- _The problem_
Resume the passage on congenital adrenal hyperplasia, writing on from its final sentence.

- _Text passage_
Congenital adrenal hyperplasia (CAH) is a group of inherited disorders of the adrenal gland, small triangular organs located on top of the kidneys that secrete hormones. CAH is associated with deficiencies in the enzymes required for the production of the steroid hormones cortisol and/or aldosterone.
In the adrenal gland, cholesterol is turned into a precursor called pregnenolone and then several enzymes complete the production of aldosterone, cortisol, and androgens. If one or more of these enzymes is deficient or dysfunctional, then inadequate amounts of the final products are produced. Because low concentrations of cortisol cause a pituitary hormone that stimulates adrenal growth and hormone production (adrenocorticotropic hormone, or ACTH) to become elevated, the adrenal gland increases in size (called hyperplasia). However, the increased size and activity cannot overcome the block in cortisol production. Other substances (such as 17-hydroxyprogesterone) that do not need the defective enzyme will be produced in excess. The vast majority of CAH cases are due to a deficiency in the enzyme 21-hydroxylase, so this type will be the main focus of this article.
With CAH, the enzyme deficiency can cause a decrease in cortisol concentration and/or aldosterone and, in some cases, an increase in androgens, a group of "male hormones." Excess androgens can result in the development of male sexual characteristics in females (virilization), which is often noticed at birth. A baby girl's external sex organs may be ambiguous: her genitals may resemble a boy's anatomy or be somewhere in between a boy's and a girl's anatomy. While it is a rare disorder, CAH is the most common cause of ambiguous external sex organs (genitals) in newborns.
Males with this condition will appear normal at birth but may start to develop sexual characteristics of puberty in early childhood. Females may develop excess hair on the face and body (hirsutism) and other male secondary sexual characteristic during childhood and adolescence and have irregular menstruation. CAH may also lead to infertility in adults.

- _Data shown_
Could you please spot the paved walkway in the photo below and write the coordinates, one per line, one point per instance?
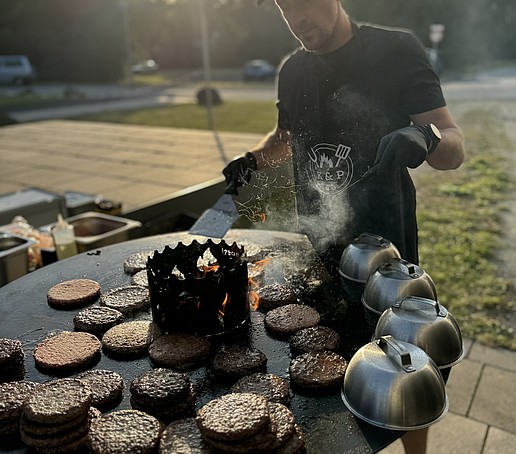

- _Result for this exercise_
CAH enzyme deficiencies are due to mutations in specific genes. They are autosomal recessive, which means that it takes two copies of the gene mutation, one inherited from each parent, before a person will be affected by CAH. A person with one copy will be a carrier but will not typically have any symptoms.
About 90% of CAH cases are due to a 21-hydroxylase deficiency, which is caused by a mutation in the CYP21A2 gene. Those affected may have a classic (more severe) or nonclassic (less severe) type. About 75% of those with a classic deficiency will have a "salt-wasting" form that includes decreased aldosterone and leads to an excess loss of fluids, low sodium, and high potassium that, when severe, can be life-threatening.
The National Institute of Child Health and Human Development in the United States estimates that classic CAH affects about one in 15,000 babies worldwide, while non-classical CAH affects about one in 1,000 people. CAH can occur in people of all ethnicities but is more common among Ashkenazi Jews, Yupik Eskimos, and those of Hispanic, Slavic, or Italian descent.
Several other rare inherited enzyme deficiencies can also cause CAH. Of these, 11-beta-hydroxylase deficiency is the most common, accounting for about 5-8% of CAH cases, and 17-alpha-hydroxylase and 3 beta-hydroxysteroid dehydrogenase are less common. The signs and symptoms that are experienced by males and females with CAH will depend upon which enzymes are deficient and the severity of the deficiencies. For more information on these less common types of CAH, see the links on the Related Pages page.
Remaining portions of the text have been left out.